>> start Record set

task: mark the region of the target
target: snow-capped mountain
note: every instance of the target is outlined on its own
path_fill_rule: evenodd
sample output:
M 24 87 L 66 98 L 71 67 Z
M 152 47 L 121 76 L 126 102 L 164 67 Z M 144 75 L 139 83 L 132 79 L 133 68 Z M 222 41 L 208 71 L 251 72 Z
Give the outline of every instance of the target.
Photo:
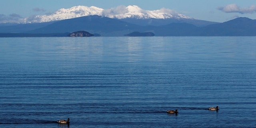
M 39 15 L 28 17 L 25 22 L 43 22 L 73 18 L 83 16 L 97 15 L 101 16 L 104 9 L 95 6 L 88 7 L 78 6 L 70 8 L 62 8 L 49 15 Z
M 126 18 L 135 18 L 136 19 L 149 19 L 154 18 L 156 19 L 167 18 L 192 18 L 184 15 L 178 14 L 173 10 L 168 9 L 162 8 L 160 10 L 150 11 L 142 9 L 138 6 L 133 5 L 129 6 L 126 8 L 120 6 L 119 9 L 110 9 L 103 11 L 103 16 L 112 18 L 118 19 L 124 19 Z M 122 9 L 122 11 L 120 10 Z M 107 13 L 108 12 L 111 13 Z M 121 13 L 118 13 L 120 12 Z M 106 14 L 106 13 L 107 13 Z
M 78 6 L 68 9 L 62 8 L 50 15 L 28 17 L 24 20 L 26 23 L 43 22 L 94 15 L 118 19 L 193 19 L 164 8 L 150 11 L 144 10 L 137 6 L 134 5 L 128 7 L 121 6 L 116 8 L 104 10 L 95 6 L 88 7 Z

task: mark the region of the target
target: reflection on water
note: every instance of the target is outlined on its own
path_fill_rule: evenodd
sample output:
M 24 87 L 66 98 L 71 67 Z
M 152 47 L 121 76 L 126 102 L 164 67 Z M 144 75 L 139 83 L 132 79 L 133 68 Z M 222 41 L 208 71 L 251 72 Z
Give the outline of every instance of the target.
M 0 38 L 0 127 L 253 127 L 255 39 Z

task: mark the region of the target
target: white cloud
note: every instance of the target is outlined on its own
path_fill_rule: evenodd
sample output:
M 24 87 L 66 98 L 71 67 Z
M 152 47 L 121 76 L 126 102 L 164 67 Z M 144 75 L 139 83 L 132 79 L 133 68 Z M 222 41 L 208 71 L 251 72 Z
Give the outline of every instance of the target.
M 15 13 L 9 15 L 0 14 L 0 23 L 18 22 L 22 18 L 20 15 Z
M 126 7 L 124 6 L 120 6 L 115 8 L 104 10 L 102 12 L 102 16 L 109 17 L 115 15 L 125 14 L 128 12 L 128 10 L 126 8 Z
M 252 5 L 249 7 L 241 8 L 236 4 L 227 5 L 225 6 L 219 7 L 218 9 L 227 13 L 237 12 L 240 14 L 256 12 L 256 6 Z
M 33 8 L 33 11 L 34 12 L 45 12 L 46 10 L 43 8 Z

>> end Record set

▶ [Set task]:
Recast the data above as a JSON list of strings, with one string per line and blank lines left out. Leave out the picture.

▶ [Problem solution]:
[
  "task: mark the region of the target",
  "target: snow-capped mountain",
  "note: every instance of the target is outlined on its own",
  "path_fill_rule: evenodd",
  "sample output:",
  "M 24 87 L 66 98 L 71 67 Z",
  "M 152 47 L 121 76 L 126 102 L 164 67 Z M 144 75 L 139 83 L 132 79 L 133 68 Z M 222 41 L 208 71 L 251 72 Z",
  "Give the outline of every instance of the target.",
  "Photo:",
  "M 39 15 L 28 17 L 25 22 L 43 22 L 73 18 L 83 16 L 97 15 L 101 16 L 104 9 L 95 6 L 88 7 L 78 6 L 70 8 L 62 8 L 49 15 Z",
  "M 126 18 L 135 18 L 136 19 L 149 19 L 154 18 L 156 19 L 167 18 L 192 18 L 184 15 L 178 14 L 173 10 L 168 9 L 162 8 L 160 10 L 150 11 L 142 9 L 138 6 L 133 5 L 129 6 L 126 8 L 120 6 L 119 9 L 110 9 L 103 11 L 103 16 L 112 18 L 118 19 L 124 19 Z M 122 9 L 122 11 L 120 10 Z M 107 13 L 108 12 L 111 13 Z M 121 13 L 118 13 L 120 12 Z M 106 14 L 106 13 L 107 13 Z",
  "M 78 6 L 68 9 L 62 8 L 50 15 L 28 17 L 24 20 L 26 23 L 43 22 L 94 15 L 118 19 L 193 19 L 164 8 L 150 11 L 144 10 L 137 6 L 134 5 L 128 7 L 121 6 L 116 8 L 104 10 L 95 6 L 88 7 Z",
  "task: mark the region of the target",
  "target: reflection on water",
  "note: every instance of the target is outlined on its own",
  "path_fill_rule: evenodd",
  "sample output:",
  "M 24 87 L 66 98 L 71 67 Z",
  "M 152 47 L 121 76 L 126 102 L 164 67 Z M 144 75 L 139 83 L 132 79 L 133 68 Z M 222 41 L 208 71 L 251 72 Z",
  "Give the outline of every instance of the target.",
  "M 0 38 L 0 127 L 253 127 L 255 39 Z",
  "task: mark the region of the target",
  "target: white cloud",
  "note: every instance of the target is outlined on its own",
  "path_fill_rule: evenodd",
  "sample output:",
  "M 24 87 L 66 98 L 71 67 Z",
  "M 152 47 L 121 76 L 126 102 L 164 67 Z M 144 75 L 139 83 L 132 79 L 133 68 Z M 222 41 L 208 71 L 251 72 Z",
  "Give the outline of every instance of the target.",
  "M 15 13 L 9 15 L 0 14 L 0 23 L 18 22 L 22 18 L 20 15 Z",
  "M 126 7 L 124 6 L 120 6 L 115 8 L 104 10 L 102 12 L 102 16 L 109 17 L 115 15 L 125 14 L 128 12 L 128 10 L 126 8 Z",
  "M 252 5 L 249 7 L 241 8 L 236 4 L 227 5 L 225 6 L 219 7 L 218 9 L 227 13 L 237 12 L 240 14 L 256 12 L 256 6 Z",
  "M 33 8 L 33 11 L 34 12 L 45 12 L 46 10 L 43 8 Z"
]